Rewrite the entries from the start through the line containing "0 21 37 235", both ends included and requests kept, rescaling every bounding-box coordinate in the answers by a factor of 2.45 and rounding to whole numbers with halves rounded up. Keep the sample coordinates in the requests unchanged, and leave the pictures out.

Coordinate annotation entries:
------------------------------
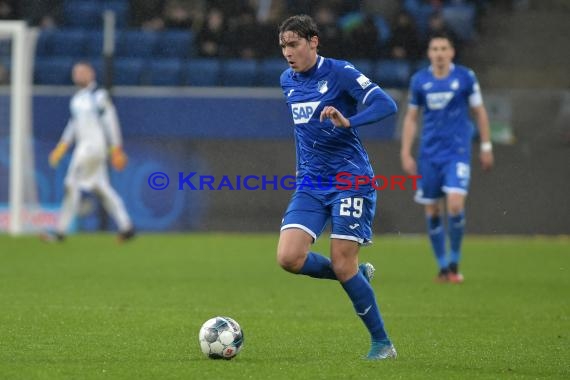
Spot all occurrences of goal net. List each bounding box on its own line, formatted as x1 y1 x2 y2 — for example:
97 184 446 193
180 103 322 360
0 21 43 235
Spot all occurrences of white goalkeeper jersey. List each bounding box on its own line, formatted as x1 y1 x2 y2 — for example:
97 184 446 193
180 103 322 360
61 82 122 155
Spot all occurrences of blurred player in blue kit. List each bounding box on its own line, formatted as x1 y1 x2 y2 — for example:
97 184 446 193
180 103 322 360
277 15 397 360
400 34 494 283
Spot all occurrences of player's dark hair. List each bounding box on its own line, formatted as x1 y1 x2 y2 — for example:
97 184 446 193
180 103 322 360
279 15 319 40
428 31 455 48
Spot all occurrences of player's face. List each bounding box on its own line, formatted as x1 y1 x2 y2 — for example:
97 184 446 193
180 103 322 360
428 38 455 68
72 63 95 87
279 31 319 72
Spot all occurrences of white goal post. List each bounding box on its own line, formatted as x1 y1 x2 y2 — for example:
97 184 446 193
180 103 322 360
0 21 37 235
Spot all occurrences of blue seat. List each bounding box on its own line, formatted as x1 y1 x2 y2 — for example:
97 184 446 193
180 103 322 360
374 59 411 88
184 58 222 86
63 0 103 29
34 57 74 86
154 30 194 58
374 15 392 46
146 58 183 86
48 29 87 58
113 58 145 86
222 59 257 87
115 30 158 58
257 58 289 87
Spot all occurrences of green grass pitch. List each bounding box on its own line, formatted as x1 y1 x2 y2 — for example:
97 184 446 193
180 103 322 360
0 234 570 380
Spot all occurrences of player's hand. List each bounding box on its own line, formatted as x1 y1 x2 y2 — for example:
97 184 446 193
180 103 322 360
111 146 128 172
479 151 495 170
49 142 67 168
400 154 418 175
320 106 350 128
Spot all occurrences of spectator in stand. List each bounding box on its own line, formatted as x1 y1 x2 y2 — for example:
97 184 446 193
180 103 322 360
14 0 63 29
388 11 421 60
226 6 262 59
343 14 383 59
0 0 16 20
163 0 205 30
196 8 227 57
129 0 166 30
422 12 463 60
315 5 342 58
0 63 10 85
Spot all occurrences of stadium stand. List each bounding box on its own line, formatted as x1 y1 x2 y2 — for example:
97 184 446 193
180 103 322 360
26 0 477 87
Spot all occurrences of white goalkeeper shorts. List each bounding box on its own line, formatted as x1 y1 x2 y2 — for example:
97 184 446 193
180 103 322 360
65 146 109 191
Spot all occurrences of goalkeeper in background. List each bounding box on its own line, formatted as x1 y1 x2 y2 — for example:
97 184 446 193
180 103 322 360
42 62 134 241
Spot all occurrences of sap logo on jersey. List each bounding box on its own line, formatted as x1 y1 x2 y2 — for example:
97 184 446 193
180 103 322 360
426 91 453 110
291 102 321 124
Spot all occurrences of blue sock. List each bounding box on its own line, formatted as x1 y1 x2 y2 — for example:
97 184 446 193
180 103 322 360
342 272 388 341
448 211 465 264
299 252 336 280
427 216 447 269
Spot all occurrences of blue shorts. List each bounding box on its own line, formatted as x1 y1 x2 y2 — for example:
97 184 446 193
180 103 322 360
281 190 376 245
414 159 471 205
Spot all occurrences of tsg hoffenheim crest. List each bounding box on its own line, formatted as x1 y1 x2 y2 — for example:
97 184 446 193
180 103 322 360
317 80 329 94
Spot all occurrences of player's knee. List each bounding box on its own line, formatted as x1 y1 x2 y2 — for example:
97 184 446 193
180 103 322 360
277 245 306 273
447 201 464 215
331 260 357 282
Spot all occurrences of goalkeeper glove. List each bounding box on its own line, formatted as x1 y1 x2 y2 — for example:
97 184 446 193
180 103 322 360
111 146 128 171
49 142 67 168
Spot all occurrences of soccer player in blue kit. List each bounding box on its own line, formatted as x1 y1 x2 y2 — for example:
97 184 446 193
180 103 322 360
400 34 493 283
277 15 397 360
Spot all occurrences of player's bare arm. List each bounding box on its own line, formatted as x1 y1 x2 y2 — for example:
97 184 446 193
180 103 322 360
400 106 419 175
471 105 495 170
320 106 350 128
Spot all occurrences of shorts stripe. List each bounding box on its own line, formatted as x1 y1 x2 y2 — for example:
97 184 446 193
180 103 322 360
441 186 467 195
331 234 372 245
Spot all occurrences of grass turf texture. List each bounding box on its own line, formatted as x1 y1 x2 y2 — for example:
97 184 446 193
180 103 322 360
0 234 570 380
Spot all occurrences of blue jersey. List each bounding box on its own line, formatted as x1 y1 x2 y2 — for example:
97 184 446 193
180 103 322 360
409 65 483 162
281 56 396 190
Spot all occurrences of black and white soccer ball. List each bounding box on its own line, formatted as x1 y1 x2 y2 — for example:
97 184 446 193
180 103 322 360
198 317 243 360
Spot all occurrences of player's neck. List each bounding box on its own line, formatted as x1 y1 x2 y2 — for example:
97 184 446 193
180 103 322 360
432 65 451 78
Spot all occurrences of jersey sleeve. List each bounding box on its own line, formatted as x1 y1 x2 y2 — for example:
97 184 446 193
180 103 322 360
467 70 483 107
408 74 424 107
336 62 380 104
95 90 123 146
60 116 75 145
337 62 398 127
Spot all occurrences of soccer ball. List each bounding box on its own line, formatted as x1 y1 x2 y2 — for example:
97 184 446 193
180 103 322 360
198 317 243 360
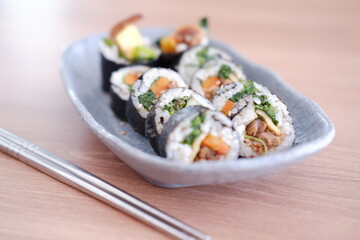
------------------------------
» Final answer
Spot all occurrences of goal net. List each bounding box on its own line, formatted as x1 y1 x2 y2 — for example:
97 184 446 193
180 103 322 360
0 51 105 576
Spot all occurrences of white goalkeeper jersey. List each bounding box on its own line, formatted as x1 y1 x2 y2 — for example:
97 184 446 193
180 103 322 360
149 201 299 380
Spot all occurrences of blurred player in blue kit. List each bounding box on its own line, formatted as x1 y1 x2 y2 — for example:
97 184 446 193
180 103 322 360
679 37 973 882
980 83 1210 693
Spot all occurrences of player's dark hair. List each bounding box on its own line, formatted as x1 y1 x2 y2 — for example:
97 184 446 193
180 103 322 360
684 37 782 98
1049 76 1115 118
Spot all occurrences of player's face. List each bounding box on its own line, formatted as x1 y1 x2 y2 — for example:
97 184 446 193
180 103 322 360
1049 93 1115 167
176 154 233 213
684 76 782 176
Spot all occurrences of white goal post. List each bounding box on its own line, formatted as x1 y1 x2 y2 — for example:
97 184 446 193
180 103 322 360
0 51 91 576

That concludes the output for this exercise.